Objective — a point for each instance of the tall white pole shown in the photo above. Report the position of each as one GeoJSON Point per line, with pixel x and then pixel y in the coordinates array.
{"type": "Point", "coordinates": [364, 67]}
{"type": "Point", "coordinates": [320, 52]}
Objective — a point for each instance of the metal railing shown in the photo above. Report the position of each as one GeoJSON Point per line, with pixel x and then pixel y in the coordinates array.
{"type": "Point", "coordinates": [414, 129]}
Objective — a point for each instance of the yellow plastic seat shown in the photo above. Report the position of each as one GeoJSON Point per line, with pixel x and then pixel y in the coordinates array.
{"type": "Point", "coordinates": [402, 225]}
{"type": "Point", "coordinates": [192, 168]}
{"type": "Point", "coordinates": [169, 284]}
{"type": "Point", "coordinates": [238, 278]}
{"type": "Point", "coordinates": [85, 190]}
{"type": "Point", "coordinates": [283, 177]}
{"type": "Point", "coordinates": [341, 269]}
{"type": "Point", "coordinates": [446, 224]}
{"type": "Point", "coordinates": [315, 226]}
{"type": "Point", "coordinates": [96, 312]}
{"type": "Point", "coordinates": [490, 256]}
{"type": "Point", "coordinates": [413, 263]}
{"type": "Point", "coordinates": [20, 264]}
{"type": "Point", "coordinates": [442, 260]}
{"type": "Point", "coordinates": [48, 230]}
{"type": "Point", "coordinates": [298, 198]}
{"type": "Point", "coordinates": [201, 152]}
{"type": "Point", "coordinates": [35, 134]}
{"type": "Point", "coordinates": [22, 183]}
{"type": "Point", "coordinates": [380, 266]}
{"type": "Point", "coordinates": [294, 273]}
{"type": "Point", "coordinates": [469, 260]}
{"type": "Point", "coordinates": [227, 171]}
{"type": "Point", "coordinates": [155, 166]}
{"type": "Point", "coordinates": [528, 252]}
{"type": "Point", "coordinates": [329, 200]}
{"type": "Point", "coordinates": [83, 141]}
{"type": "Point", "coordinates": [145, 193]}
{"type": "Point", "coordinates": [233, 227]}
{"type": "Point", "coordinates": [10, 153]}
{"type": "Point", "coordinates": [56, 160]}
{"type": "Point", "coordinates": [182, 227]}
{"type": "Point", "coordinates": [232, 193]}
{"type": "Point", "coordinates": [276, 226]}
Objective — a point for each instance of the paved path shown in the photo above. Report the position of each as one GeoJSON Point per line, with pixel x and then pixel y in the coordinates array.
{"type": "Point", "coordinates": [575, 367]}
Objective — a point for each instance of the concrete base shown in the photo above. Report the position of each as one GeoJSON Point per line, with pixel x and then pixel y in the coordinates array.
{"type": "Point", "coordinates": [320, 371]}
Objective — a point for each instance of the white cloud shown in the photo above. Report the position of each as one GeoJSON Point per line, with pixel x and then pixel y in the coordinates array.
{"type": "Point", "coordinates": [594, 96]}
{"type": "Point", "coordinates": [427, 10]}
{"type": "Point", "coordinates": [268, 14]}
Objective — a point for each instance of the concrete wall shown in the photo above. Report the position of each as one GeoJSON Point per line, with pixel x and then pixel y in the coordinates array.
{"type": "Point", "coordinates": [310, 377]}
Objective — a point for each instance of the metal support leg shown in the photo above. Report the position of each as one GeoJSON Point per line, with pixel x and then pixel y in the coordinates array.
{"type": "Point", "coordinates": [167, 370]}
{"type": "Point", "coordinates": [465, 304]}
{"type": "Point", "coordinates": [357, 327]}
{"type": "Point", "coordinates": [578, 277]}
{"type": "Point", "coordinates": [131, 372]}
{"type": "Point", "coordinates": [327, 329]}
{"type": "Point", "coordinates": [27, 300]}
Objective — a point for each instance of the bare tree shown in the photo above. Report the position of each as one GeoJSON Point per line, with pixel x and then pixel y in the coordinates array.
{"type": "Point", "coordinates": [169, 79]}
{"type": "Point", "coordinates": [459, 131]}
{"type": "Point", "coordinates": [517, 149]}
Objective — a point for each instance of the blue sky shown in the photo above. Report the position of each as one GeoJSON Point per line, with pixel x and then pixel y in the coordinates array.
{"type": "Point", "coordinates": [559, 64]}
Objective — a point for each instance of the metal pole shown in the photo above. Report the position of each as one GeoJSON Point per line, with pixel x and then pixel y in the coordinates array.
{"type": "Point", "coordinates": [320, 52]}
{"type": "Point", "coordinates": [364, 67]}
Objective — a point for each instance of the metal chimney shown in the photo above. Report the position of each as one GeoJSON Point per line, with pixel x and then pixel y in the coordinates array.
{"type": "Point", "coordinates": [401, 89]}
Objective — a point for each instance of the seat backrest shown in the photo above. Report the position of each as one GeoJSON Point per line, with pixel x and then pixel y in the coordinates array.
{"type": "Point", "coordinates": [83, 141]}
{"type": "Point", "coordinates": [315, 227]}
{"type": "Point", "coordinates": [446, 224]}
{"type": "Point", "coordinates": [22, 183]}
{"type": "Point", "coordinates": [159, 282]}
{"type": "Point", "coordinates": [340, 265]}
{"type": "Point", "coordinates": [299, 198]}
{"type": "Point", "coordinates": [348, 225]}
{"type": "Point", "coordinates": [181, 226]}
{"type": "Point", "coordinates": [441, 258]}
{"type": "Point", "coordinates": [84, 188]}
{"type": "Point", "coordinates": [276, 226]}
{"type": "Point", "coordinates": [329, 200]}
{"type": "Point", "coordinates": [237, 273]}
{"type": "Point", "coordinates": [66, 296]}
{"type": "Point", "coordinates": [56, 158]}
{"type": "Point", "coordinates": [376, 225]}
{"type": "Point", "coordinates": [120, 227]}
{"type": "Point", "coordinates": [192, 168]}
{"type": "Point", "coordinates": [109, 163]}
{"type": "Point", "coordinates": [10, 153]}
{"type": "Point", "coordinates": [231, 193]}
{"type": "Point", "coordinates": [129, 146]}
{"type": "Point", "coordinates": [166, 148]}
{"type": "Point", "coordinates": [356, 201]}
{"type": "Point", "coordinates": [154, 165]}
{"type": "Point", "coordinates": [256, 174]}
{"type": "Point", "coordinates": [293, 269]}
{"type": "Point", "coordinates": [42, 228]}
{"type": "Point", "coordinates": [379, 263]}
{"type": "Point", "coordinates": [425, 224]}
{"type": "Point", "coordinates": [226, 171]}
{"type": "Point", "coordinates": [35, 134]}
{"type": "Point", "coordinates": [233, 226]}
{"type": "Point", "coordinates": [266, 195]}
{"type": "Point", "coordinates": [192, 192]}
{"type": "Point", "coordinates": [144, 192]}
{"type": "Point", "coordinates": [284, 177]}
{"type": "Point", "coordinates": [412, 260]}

┄┄┄┄┄┄┄┄┄┄┄┄┄┄┄┄┄┄┄┄

■ **Requirement**:
From the listing above, pull out every line that contains the word "pole" and copy those lines. Count a line only if the capitalization matches.

■ **Answer for this exercise**:
Objective — a point for each instance of the tall white pole shown in the photo above. Report the position of each as one GeoJSON Point per line, with pixel x and then pixel y in the coordinates array.
Objective — a point for each instance of the metal pole shown in the photo above. Report the position of each as one GeoJSON Point per line, with pixel x and then pixel y in the coordinates array.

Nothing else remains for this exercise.